You may have noticed that the semicolon at the end is missing. This is because we want to attach a label so we know who's who:
.anchor("left").add(pv.Label)
.textAlign("left")
.textBaseline("bottom")
.text(function(d) d.name)
.textStyle("#333");
Since the anchored label is passed the same data item the original object uses, we have to extract the name attribute. Everything else is just for proper alignment and styling.
In addition to the lives, we care about the presidents' office terms. This works essentially the same way, it just uses a darker shade of gray and doesn't involve a label.
vis.add(pv.Bar)
.data(presidents)
.left(function(d) dates(d.term_began))
.width(function(d) dates(d.term_ended)
- dates(d.term_began))
.height(3)
.top(function() ((h + pad) * this.index) + pad)
.fillStyle("#ddd");
So far, we've handled them all the same way, no matter if they are still alive or not. That works because we earlier set the values so that none of them was past today
, so none of the bars can go off the right edge. Now, let's add a little indicator to show which ones are still around. This is a thin line that we're adding to the right end of the life line. In the original version, I had a little triangle there that turned the bars into arrows, but that doesn't work very well with these thinner bars.
The line is another bar, this one only a single pixel high. Other than that, the mapping is fairly straight-forward. The only thing to note is that we need a .visible
attribute to only show it for those few people who are still around. Also, the .fillStyle
has to be different for the president who is still in office. Since the office bar is darker, it only makes sense to also make the extension darker in this case. I will explain the ?
operator a little further down, because we'll also use it for the interaction, but basically it's a conditional expression: if the first part is true, it returns the part right after the ?
, otherwise it returns the part after the :
.
vis.add(pv.Bar)
.data(presidents)
.visible(function(d) d.died == today)
.left(function(d) dates(d.died))
.top(function() ((h + pad) * this.index) + pad + 1)
.height(1)
.width(10)
.fillStyle(function() (this.index == presidents.length-1)
? "#333": "#ddd");
So let's look at what we have so far:
Interaction Setup
There are several ways to create interactivity in Protovis. The general way so far has been to put a transparent object over the entire panel (or at least the parts that you want to interact with), catch mouse events, and figure out what to do with them. Protovis 3.2 introduces behaviors, which are much more elegant and specific, but also have their own pitfalls.
The interaction we're going to build is a simple mouse-over that will show some lines to better compare different life lines, and a label showing actual dates. To do this, we'll need to capture mouse events when the mouse pointer is over an object. This is done by specifying a behavior for the entire panel:
var vis = new pv.Panel()
.width(width).height(height)

====

**Things to do**
1. Answer from the Protovis tutorial:
(a) What value is given to .fillStyle in the code for the office-term bars?
(b) How high, in pixels, is the line that marks presidents who are still alive?
(c) Which version of Protovis introduces behaviors?
2. Reproduce the Protovis tutorial from "You may have" to "- dates(d.term_began))" word for word.
3. Carry on the Protovis tutorial from the point where it stops.
The records are separate material from the Protovis tutorial.

====

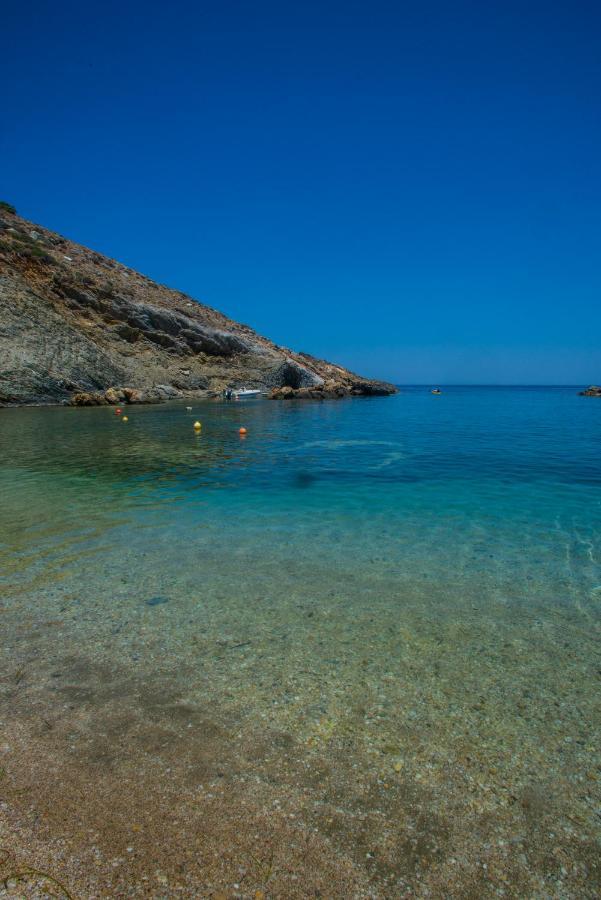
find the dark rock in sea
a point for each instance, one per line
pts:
(79, 328)
(593, 391)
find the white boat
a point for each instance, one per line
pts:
(242, 393)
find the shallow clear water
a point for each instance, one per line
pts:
(410, 586)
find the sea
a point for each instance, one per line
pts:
(367, 627)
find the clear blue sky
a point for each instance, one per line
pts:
(413, 190)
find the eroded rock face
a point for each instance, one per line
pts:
(593, 391)
(332, 390)
(76, 327)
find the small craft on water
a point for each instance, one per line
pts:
(241, 393)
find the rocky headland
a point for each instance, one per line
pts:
(77, 327)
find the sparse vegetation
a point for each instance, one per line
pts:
(33, 252)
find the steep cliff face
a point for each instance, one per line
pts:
(72, 320)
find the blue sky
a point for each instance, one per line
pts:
(413, 190)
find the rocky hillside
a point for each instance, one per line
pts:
(75, 322)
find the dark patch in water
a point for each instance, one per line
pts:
(304, 479)
(156, 601)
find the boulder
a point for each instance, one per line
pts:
(88, 398)
(114, 396)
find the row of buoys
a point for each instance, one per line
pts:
(197, 425)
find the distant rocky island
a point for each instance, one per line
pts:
(77, 327)
(594, 390)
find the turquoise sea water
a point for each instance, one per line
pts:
(408, 586)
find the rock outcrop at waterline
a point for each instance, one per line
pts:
(593, 391)
(74, 322)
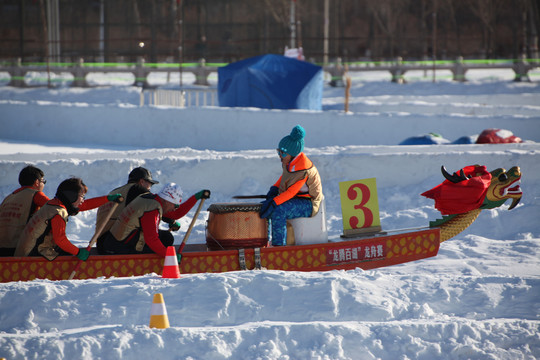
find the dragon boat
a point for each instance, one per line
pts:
(460, 199)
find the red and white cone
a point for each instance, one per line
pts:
(170, 266)
(158, 313)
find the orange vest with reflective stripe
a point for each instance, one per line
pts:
(14, 213)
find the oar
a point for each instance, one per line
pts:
(249, 197)
(94, 238)
(181, 247)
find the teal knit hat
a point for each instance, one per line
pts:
(293, 144)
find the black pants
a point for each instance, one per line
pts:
(7, 251)
(108, 245)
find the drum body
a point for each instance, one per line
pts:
(235, 226)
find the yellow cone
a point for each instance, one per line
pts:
(158, 314)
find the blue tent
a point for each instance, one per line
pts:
(271, 82)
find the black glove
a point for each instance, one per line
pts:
(267, 209)
(203, 194)
(117, 198)
(272, 193)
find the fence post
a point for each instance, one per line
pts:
(398, 71)
(79, 75)
(17, 73)
(521, 68)
(201, 74)
(459, 70)
(336, 72)
(140, 73)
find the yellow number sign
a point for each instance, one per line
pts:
(360, 206)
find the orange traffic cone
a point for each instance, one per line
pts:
(158, 314)
(170, 266)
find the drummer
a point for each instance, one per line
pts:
(298, 191)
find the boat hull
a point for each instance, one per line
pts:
(366, 253)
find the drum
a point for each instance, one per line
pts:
(235, 226)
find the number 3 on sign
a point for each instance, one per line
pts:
(359, 204)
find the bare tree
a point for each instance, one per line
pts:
(487, 11)
(388, 16)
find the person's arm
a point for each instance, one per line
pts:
(58, 229)
(290, 192)
(183, 209)
(149, 225)
(93, 203)
(40, 199)
(96, 202)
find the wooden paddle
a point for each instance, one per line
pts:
(94, 238)
(249, 197)
(181, 246)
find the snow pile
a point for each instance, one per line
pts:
(478, 299)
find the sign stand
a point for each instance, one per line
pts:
(360, 208)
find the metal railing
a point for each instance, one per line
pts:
(179, 98)
(201, 70)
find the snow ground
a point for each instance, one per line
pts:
(478, 299)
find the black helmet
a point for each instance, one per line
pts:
(141, 173)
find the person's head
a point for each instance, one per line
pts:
(142, 177)
(292, 144)
(71, 193)
(32, 176)
(172, 194)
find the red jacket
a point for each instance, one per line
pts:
(150, 224)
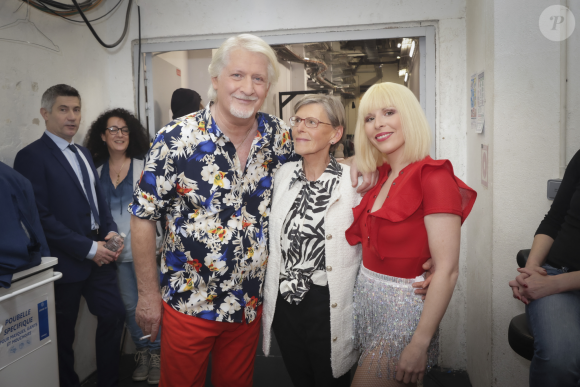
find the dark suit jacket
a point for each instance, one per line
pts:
(64, 209)
(22, 241)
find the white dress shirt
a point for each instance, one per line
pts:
(63, 144)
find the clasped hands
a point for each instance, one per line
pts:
(104, 256)
(532, 283)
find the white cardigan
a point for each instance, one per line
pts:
(342, 263)
(138, 165)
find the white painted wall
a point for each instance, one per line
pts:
(105, 77)
(179, 59)
(525, 156)
(522, 77)
(198, 61)
(478, 228)
(573, 89)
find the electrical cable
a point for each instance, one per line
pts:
(63, 9)
(77, 21)
(68, 7)
(95, 33)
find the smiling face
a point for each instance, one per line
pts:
(242, 85)
(65, 117)
(384, 131)
(309, 141)
(116, 143)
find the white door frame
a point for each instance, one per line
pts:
(426, 36)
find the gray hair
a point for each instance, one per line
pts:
(249, 43)
(332, 107)
(52, 93)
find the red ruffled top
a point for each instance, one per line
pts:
(394, 238)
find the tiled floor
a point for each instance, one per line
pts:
(270, 371)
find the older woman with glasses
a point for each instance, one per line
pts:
(311, 268)
(117, 141)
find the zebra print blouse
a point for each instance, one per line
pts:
(302, 237)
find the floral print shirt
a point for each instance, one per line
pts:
(215, 250)
(302, 238)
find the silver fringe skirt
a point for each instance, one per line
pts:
(386, 314)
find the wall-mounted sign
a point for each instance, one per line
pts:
(23, 329)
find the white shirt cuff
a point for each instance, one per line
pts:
(92, 251)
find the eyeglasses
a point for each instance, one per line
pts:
(114, 130)
(310, 122)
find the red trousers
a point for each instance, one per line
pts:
(186, 342)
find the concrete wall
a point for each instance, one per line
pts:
(478, 227)
(523, 74)
(179, 59)
(105, 76)
(198, 62)
(526, 154)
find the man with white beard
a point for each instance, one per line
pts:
(211, 173)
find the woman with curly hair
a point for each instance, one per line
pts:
(117, 142)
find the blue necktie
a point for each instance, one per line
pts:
(86, 182)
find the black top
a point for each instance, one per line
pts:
(562, 222)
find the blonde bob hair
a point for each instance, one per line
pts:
(246, 42)
(413, 123)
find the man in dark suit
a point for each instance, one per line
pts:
(77, 221)
(22, 243)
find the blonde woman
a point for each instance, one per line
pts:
(414, 213)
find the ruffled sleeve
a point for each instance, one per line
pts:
(432, 183)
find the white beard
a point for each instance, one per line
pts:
(241, 113)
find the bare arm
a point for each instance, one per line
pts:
(149, 308)
(444, 233)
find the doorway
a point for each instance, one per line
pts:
(343, 63)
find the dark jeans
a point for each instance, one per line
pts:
(303, 334)
(555, 324)
(101, 291)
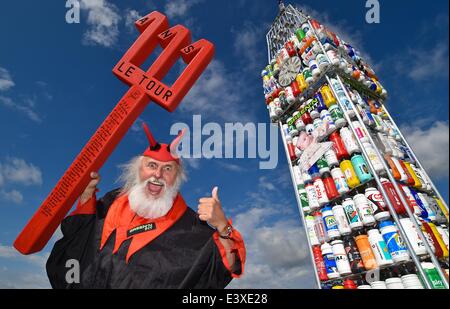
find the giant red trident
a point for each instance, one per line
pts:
(145, 86)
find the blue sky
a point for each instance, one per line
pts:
(56, 87)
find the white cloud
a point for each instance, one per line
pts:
(18, 171)
(218, 94)
(431, 146)
(27, 108)
(13, 196)
(277, 255)
(266, 184)
(246, 46)
(277, 252)
(15, 171)
(6, 81)
(131, 16)
(231, 167)
(18, 279)
(103, 20)
(179, 8)
(422, 64)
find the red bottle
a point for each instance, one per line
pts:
(339, 147)
(291, 149)
(393, 197)
(330, 186)
(290, 48)
(295, 89)
(320, 264)
(410, 181)
(438, 250)
(350, 285)
(306, 117)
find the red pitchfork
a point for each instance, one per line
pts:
(145, 86)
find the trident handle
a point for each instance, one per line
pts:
(145, 86)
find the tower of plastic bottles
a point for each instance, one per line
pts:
(372, 215)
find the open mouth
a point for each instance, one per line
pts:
(154, 187)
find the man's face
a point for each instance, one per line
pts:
(164, 173)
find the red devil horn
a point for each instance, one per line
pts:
(174, 144)
(149, 134)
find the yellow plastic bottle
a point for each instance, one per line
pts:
(327, 95)
(350, 174)
(438, 237)
(441, 206)
(302, 84)
(417, 183)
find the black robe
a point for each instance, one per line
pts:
(184, 256)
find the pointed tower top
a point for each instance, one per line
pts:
(281, 5)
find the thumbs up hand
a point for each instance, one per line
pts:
(210, 210)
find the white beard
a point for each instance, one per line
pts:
(146, 206)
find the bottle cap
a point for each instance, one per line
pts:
(385, 223)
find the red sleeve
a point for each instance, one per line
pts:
(88, 208)
(238, 248)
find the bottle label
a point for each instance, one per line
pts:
(330, 223)
(352, 214)
(395, 244)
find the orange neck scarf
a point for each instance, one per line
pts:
(128, 224)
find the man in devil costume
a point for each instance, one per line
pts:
(144, 236)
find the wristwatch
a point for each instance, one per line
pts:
(229, 230)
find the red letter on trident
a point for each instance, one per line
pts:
(145, 86)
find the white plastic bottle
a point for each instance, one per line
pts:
(379, 248)
(413, 236)
(374, 158)
(349, 141)
(364, 210)
(341, 257)
(394, 242)
(341, 219)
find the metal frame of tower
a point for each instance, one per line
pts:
(290, 18)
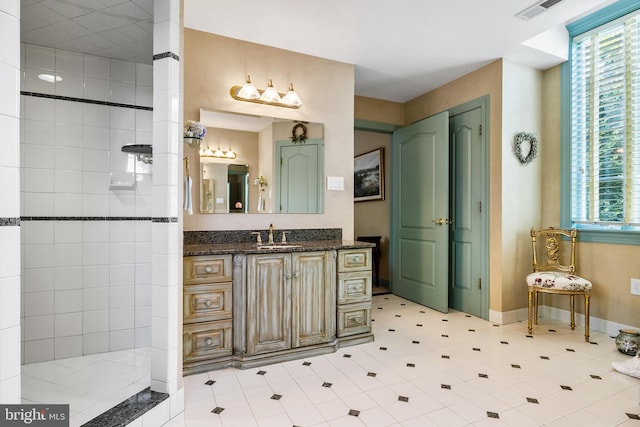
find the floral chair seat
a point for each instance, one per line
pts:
(558, 280)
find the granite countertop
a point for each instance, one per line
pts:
(253, 248)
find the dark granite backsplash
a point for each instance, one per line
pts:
(245, 236)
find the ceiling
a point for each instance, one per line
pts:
(400, 49)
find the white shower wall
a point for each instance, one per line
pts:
(86, 249)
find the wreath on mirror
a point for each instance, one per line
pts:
(299, 133)
(518, 139)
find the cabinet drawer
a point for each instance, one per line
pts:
(203, 303)
(207, 269)
(354, 260)
(207, 340)
(354, 287)
(354, 319)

====

**Task results**
1.
(a) "#ddd"
(b) One pixel
(c) Protovis 3.2

2.
You may have noticed that the semicolon at the end is missing. This is because we want to attach a label so we know who's who:
.anchor("left").add(pv.Label)
.textAlign("left")
.textBaseline("bottom")
.text(function(d) d.name)
.textStyle("#333");
Since the anchored label is passed the same data item the original object uses, we have to extract the name attribute. Everything else is just for proper alignment and styling.
In addition to the lives, we care about the presidents' office terms. This works essentially the same way, it just uses a darker shade of gray and doesn't involve a label.
vis.add(pv.Bar)
.data(presidents)
.left(function(d) dates(d.term_began))
.width(function(d) dates(d.term_ended)
- dates(d.term_began))

3.
.event("mousemove",
pv.Behavior.point(Infinity).collapse("x"));
Notice the second line that binds a pv.Behavior
to the mousemove
event. The definition of the behavior says that we are interested in pointing, and that we do not care if the closest object is too far away (i.e., we're specifying a circle with radius infinity to capture objects). Also, we do not care about the x position, only y, so we'll tell Protovis to ignore that part when looking for the closest match.
This definition passes the events on to individual objects in the panel, which now have to handle them. In this case, because we are specifying a point
behavior, the events that our objects receive are called point
and unpoint
. We'll add a little function to our basic life lines bars that looks like this:
var activePresident = 0;
vis.add(pv.Bar)
[definition like first one above]
.event("point", function() {activePresident = this.index;
return vis;})
The activePresiedent
variable contains the number of the president the user is pointing at. When the object receives a point
event, it calls the function we specify, which updates that variable. Whatever that function returns is then repainted. Since we don't want to worry about precise repainting here, we'll just return the entire panel to be updated. With more complex visualizations, it can make sense to only update parts that have changed.
To keep this simple, we do not handle the unpoint
event. That means that there is always one active president, making things easier further down.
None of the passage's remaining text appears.